OBJECTIVE
Pull out every line in the entries below that contains the word "orange". Case counts.

>> begin DATASET ROWS

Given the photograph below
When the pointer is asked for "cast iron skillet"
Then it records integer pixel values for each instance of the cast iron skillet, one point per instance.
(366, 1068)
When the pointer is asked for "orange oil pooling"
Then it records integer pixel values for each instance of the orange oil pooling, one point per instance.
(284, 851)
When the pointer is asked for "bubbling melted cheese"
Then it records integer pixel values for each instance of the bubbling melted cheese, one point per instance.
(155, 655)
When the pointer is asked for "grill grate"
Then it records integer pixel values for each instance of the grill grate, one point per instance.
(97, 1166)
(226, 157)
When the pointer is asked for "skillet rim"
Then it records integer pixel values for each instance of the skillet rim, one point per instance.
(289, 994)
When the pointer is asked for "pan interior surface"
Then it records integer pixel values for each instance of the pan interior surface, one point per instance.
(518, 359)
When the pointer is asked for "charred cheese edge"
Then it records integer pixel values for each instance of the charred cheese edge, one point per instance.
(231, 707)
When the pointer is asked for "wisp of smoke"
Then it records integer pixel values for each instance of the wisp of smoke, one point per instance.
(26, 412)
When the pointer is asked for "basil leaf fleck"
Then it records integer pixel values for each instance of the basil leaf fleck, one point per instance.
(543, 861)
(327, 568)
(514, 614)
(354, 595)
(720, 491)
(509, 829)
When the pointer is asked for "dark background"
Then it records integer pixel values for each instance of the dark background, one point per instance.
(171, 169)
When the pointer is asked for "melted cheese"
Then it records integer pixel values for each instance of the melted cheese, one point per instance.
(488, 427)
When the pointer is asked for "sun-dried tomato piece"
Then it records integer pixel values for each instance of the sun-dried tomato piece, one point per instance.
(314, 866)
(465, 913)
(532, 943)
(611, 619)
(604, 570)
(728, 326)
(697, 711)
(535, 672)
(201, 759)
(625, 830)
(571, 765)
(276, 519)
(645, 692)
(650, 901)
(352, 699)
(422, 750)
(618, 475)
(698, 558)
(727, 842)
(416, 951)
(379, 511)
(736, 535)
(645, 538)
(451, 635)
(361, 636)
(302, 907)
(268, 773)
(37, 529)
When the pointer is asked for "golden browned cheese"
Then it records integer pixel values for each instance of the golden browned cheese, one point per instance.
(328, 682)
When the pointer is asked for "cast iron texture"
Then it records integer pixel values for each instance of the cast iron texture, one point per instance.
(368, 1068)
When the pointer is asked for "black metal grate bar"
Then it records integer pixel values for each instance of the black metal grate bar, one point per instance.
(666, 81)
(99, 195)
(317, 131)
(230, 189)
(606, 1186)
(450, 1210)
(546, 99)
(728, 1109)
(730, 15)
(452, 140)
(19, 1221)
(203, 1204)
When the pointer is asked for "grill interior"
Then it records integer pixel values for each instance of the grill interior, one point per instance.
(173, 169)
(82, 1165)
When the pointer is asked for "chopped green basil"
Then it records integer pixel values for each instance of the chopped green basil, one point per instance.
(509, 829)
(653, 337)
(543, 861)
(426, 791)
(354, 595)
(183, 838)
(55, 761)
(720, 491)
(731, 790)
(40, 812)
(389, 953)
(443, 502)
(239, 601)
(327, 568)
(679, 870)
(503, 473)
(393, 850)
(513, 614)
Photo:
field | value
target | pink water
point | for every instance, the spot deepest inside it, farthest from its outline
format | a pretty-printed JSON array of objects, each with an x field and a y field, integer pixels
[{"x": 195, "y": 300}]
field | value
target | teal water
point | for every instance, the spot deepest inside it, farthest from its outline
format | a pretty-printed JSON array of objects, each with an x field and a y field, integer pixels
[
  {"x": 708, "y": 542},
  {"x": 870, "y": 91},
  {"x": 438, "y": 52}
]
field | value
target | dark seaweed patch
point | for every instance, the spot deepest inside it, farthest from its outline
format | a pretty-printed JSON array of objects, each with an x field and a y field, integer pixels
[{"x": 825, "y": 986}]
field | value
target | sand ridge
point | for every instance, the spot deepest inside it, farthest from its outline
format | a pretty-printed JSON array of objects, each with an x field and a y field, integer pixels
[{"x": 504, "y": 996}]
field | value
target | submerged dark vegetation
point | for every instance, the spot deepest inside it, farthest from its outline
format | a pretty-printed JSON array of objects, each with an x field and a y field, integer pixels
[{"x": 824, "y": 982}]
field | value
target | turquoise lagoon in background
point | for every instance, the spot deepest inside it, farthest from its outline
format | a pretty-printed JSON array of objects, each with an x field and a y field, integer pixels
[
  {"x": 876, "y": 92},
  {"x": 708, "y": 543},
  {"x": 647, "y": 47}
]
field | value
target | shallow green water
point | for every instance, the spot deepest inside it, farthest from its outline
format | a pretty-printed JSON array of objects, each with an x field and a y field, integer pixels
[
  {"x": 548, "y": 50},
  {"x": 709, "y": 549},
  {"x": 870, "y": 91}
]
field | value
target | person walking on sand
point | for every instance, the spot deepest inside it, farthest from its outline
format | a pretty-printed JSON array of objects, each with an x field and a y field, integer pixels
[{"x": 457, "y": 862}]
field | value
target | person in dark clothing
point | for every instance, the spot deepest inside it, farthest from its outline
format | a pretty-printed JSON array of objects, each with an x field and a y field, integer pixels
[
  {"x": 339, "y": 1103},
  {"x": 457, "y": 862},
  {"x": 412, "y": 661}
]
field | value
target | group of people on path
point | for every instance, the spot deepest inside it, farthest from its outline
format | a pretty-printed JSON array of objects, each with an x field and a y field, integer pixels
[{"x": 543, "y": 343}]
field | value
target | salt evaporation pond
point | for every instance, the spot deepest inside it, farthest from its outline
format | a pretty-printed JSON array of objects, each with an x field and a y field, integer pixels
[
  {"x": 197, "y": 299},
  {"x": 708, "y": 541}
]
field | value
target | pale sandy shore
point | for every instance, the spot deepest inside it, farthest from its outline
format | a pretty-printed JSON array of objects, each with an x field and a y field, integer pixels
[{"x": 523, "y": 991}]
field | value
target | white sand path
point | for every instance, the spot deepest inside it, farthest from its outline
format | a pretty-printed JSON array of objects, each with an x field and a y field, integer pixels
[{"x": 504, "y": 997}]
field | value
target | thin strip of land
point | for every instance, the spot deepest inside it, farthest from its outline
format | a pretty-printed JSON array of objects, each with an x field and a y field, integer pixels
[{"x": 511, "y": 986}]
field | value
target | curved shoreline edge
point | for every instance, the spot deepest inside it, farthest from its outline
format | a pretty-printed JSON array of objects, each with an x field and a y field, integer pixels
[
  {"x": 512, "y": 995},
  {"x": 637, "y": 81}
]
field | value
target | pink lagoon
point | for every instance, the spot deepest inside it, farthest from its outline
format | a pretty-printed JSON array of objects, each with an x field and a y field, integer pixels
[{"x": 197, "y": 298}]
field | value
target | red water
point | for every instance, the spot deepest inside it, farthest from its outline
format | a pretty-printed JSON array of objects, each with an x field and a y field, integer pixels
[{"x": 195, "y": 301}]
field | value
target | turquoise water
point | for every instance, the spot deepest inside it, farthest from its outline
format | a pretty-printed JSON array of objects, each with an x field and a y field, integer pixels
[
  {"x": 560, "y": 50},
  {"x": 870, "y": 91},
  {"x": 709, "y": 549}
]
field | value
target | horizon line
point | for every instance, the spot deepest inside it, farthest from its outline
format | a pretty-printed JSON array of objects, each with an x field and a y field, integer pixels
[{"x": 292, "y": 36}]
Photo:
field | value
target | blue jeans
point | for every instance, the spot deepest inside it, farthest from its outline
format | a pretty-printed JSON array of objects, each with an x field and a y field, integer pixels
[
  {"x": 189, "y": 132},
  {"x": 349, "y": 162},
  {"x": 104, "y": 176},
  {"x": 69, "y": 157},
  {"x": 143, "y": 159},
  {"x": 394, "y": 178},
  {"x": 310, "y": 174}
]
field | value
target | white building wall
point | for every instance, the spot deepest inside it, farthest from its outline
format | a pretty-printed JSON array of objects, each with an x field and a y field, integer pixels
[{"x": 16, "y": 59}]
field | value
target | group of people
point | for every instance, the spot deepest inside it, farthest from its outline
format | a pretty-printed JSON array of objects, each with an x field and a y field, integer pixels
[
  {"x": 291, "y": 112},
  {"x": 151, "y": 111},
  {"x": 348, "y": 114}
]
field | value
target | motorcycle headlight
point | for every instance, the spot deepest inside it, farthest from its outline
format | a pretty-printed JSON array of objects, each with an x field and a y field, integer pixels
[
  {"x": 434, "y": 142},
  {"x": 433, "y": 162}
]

>> end DATASET ROWS

THE REPLY
When the pointer is asked for "orange oil pooling"
Then it records integer pixel values for each instance of the orange oil pooling, one point per instance.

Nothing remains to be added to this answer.